EXTRAIT:
Le chapitre 4 (p. 86- 125) analyse les Aśvins dans le rituel védique. Ces dieux-jumeaux sont associés à différents rituels, que Walker détaille très clairement : par exemple, les Aśvins recevant en offrande du jus de soma, cette boisson enivrante composé du suc issu du pressurage de la plante du même nom. Avec l’observation de ces différents rituels, les Aśvins apparaissent comme des experts en la matière.
Quittant l’Inde védique, le chapitre 5 étudie le culte des Dioscures dans le monde grec (p. 126-147). Walker prend le temps de rappeler la place importante des dieux-jumeaux à Sparte, faisant le rapprochement entre les rites d’initiation et les jeunes ( kouroi) Castor et Pollux, mais évoquant aussi le fait que ceux-ci étaient liés aux rois spartiates. Dans cette cité, les Dioscures interviennent dans les affaires humaines, que cela soit dans un cadre militaire, ou dans celui de l’hospitalité. Dans le monde grec en général, les Jumeaux sont invités au banquet ( theoxenia), dans lequel ils font figure de véritables hôtes. Ils peuvent par ailleurs apparaître comme des sauveurs ( Sôteres), lors des batailles ou bien lors de naufrages.

TRAVAIL À FAIRE: Pouvez-vous recopier l'extrait de « Quittant l’Inde védique, le » à « lors de naufrages. », en substituant « Tyndarides » à « Dioscures » ? Les données qui suivent n'ont aucun rapport avec l'extrait.

DONNÉES EXTRAITES:
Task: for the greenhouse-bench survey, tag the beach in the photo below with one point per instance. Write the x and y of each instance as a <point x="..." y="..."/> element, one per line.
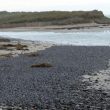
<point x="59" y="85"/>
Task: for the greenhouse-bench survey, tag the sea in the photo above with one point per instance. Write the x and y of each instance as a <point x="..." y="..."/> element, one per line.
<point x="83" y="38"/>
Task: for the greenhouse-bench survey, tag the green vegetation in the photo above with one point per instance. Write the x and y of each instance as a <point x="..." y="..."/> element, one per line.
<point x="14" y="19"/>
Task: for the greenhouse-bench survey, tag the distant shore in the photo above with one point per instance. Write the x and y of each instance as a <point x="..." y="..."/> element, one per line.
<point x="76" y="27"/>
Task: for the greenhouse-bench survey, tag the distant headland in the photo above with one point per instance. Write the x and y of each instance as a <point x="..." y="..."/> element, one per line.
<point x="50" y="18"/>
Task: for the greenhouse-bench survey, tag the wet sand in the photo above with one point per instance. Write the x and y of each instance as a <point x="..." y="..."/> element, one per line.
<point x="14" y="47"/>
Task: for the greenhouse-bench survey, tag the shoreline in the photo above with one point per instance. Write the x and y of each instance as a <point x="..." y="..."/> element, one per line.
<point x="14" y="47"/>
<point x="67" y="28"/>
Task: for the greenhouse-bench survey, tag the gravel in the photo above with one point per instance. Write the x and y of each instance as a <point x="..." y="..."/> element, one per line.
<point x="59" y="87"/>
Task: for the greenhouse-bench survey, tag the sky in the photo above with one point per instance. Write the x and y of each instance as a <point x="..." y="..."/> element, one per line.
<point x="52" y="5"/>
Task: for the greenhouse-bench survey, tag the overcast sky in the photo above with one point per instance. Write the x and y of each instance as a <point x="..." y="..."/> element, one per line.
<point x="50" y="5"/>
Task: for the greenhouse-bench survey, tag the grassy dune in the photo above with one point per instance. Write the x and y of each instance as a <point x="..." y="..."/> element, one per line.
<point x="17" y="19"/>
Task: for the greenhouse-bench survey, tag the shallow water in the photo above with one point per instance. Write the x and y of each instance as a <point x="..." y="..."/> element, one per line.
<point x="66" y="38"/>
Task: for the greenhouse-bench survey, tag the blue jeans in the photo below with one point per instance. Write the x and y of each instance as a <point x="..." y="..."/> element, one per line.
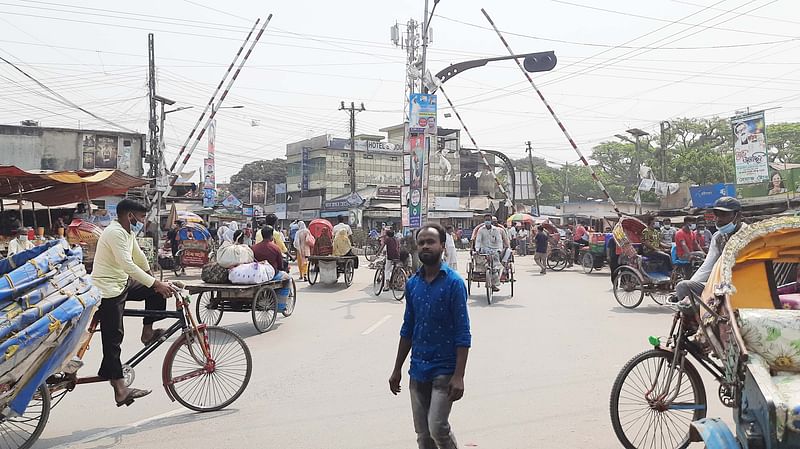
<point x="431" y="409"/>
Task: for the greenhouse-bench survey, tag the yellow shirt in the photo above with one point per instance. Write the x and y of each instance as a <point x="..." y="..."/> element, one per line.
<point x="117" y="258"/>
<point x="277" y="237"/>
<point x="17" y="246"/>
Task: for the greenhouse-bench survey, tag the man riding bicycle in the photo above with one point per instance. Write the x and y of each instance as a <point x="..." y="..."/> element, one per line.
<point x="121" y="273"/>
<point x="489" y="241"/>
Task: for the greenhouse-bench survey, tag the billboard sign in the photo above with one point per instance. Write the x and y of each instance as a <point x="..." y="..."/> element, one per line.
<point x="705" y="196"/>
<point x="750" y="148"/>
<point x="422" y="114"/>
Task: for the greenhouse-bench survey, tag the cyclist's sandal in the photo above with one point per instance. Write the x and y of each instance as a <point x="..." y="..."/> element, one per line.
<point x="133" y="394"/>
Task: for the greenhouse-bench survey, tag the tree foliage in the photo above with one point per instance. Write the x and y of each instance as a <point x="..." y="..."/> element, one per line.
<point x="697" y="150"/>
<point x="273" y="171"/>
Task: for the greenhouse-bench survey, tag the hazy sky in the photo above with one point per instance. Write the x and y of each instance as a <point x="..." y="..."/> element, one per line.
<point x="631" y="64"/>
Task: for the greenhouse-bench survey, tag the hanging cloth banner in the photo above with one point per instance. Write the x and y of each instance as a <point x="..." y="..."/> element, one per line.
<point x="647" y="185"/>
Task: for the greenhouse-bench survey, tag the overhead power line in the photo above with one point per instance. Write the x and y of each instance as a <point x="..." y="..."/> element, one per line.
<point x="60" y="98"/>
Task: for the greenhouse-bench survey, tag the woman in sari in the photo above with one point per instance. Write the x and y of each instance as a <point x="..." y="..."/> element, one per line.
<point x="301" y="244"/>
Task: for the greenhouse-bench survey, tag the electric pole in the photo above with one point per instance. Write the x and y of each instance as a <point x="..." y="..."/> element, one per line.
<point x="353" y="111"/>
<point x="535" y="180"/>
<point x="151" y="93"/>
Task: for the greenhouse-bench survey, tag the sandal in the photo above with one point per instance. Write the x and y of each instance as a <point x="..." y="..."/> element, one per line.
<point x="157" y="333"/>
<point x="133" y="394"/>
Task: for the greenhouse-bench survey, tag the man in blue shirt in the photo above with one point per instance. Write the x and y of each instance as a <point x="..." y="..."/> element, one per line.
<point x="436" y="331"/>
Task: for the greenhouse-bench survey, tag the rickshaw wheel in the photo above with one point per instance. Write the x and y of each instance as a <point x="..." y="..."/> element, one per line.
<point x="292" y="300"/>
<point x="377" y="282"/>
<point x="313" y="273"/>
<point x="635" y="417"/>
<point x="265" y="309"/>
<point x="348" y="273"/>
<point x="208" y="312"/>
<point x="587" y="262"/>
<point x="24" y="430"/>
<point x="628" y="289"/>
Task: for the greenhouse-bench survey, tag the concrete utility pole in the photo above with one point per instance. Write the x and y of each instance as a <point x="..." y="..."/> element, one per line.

SOLUTION:
Quittant l’Inde védique, le chapitre 5 étudie le culte des Tyndarides dans le monde grec (p. 126-147). Walker prend le temps de rappeler la place importante des dieux-jumeaux à Sparte, faisant le rapprochement entre les rites d’initiation et les jeunes ( kouroi) Castor et Pollux, mais évoquant aussi le fait que ceux-ci étaient liés aux rois spartiates. Dans cette cité, les Tyndarides interviennent dans les affaires humaines, que cela soit dans un cadre militaire, ou dans celui de l’hospitalité. Dans le monde grec en général, les Jumeaux sont invités au banquet ( theoxenia), dans lequel ils font figure de véritables hôtes. Ils peuvent par ailleurs apparaître comme des sauveurs ( Sôteres), lors des batailles ou bien lors de naufrages.